[Object pointing dataset items]
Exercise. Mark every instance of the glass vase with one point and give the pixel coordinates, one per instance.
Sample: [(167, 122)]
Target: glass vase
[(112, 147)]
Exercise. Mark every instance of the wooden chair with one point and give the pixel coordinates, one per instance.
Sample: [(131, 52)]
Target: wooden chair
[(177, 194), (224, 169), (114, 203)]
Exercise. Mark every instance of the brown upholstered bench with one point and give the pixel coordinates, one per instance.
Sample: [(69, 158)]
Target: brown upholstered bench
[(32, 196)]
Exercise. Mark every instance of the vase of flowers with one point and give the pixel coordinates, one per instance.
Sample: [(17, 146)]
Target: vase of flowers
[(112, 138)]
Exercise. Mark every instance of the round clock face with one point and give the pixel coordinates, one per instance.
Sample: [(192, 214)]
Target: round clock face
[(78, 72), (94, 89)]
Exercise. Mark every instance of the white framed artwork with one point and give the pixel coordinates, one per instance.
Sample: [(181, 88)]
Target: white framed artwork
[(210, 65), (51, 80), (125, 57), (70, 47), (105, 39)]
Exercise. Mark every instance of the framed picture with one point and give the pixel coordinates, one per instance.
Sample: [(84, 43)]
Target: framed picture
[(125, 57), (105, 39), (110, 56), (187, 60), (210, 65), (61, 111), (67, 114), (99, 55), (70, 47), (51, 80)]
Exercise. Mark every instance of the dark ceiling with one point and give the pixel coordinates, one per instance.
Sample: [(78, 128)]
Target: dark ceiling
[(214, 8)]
--
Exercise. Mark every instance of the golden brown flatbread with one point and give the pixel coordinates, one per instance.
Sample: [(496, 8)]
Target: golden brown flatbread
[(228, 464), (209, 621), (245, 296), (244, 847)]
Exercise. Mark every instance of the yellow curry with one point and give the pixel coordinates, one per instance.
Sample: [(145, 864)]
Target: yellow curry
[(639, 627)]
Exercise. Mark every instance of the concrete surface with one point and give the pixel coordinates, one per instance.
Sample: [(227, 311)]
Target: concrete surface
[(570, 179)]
--
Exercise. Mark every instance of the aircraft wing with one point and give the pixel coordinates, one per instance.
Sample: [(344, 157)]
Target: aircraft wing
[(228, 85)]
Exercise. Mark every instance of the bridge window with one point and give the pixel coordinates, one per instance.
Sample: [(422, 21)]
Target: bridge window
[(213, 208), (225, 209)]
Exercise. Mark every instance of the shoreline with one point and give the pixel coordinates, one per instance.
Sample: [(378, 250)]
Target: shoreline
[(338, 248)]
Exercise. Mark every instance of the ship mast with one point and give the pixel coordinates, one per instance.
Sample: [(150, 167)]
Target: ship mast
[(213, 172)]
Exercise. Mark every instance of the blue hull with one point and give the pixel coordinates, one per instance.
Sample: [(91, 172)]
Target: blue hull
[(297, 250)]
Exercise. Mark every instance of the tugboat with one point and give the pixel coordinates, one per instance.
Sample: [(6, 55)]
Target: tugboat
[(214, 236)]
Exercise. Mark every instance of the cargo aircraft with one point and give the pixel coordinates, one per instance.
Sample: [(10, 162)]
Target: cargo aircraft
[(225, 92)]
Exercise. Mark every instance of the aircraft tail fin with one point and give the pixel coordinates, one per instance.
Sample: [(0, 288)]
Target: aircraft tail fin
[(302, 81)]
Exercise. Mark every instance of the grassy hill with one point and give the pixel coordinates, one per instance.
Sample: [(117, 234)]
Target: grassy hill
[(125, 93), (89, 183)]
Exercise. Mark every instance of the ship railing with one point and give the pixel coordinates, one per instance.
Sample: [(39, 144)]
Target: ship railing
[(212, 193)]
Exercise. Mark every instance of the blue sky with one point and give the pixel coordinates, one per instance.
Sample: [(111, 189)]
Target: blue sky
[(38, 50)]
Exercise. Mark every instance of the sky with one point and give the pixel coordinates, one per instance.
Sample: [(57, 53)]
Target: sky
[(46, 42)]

◆ **TASK BRIEF**
Copy out, without alteration, everything from the line containing "Exercise. Mark every instance of the blue hull" down to the line containing "[(212, 193)]", including both of those lines.

◆ **ANSWER TO THE EXERCISE**
Exercise. Mark every instance of the blue hull with one point and give the pixel coordinates, one per instance.
Sample: [(91, 172)]
Target: blue hull
[(297, 250)]
Exercise. Mark every instance of the tugboat with one point and give the pixel coordinates, one per instance.
Sample: [(6, 55)]
Target: tugboat
[(214, 236)]
Exercise. Mark every instance of the cargo aircraft with one point and give the pixel coordinates, one per instance.
Sample: [(10, 162)]
Target: cargo aircraft
[(225, 92)]
Exercise. Mark every instance of the aircraft tail fin with one point and give the pixel coordinates, one per instance.
Sample: [(0, 288)]
Target: aircraft tail fin
[(302, 81)]
Exercise. Mark every instance of the grassy hill with one point and give the pixel coordinates, one per instance.
Sample: [(117, 234)]
Target: grassy hill
[(125, 93), (89, 183)]
Exercise. Mark every instance of the ship railing with one point and give the pixel coordinates, one per instance.
Sample: [(39, 144)]
Target: ship railing
[(212, 193)]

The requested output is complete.